Goal of the exercise
Please pull out every line in the records below that contains the string "parts".

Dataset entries
## BEGIN

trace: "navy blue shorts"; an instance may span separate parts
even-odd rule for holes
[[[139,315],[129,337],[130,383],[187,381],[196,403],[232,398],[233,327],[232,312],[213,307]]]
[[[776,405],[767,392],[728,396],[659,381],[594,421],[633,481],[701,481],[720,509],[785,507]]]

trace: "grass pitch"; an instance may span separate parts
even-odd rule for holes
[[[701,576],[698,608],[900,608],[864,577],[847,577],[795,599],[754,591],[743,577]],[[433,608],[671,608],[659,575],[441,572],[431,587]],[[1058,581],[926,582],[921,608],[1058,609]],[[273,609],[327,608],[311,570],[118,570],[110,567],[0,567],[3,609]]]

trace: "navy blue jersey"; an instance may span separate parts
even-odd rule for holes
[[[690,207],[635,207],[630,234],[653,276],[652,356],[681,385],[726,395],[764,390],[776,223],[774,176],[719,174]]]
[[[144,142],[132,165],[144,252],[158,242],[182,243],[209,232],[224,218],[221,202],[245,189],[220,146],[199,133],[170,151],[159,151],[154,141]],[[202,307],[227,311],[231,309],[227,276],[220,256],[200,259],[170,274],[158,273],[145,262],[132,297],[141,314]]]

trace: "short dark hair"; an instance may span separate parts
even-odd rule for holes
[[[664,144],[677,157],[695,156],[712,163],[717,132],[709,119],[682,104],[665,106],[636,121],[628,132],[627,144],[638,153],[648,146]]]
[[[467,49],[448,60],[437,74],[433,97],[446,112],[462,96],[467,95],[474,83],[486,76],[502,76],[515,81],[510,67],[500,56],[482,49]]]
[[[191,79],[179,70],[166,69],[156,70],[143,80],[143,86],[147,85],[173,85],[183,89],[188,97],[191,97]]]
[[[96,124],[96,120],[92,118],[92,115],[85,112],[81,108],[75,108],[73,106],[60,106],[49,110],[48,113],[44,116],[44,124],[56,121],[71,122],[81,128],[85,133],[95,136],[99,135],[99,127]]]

## END

Solution to this exercise
trace: "navy blue shorts"; an instance may span separate parts
trace: "grass pitch"; an instance may span separate parts
trace: "navy blue jersey"; an instance may span separate parts
trace: "short dark hair"; an instance may span separate parts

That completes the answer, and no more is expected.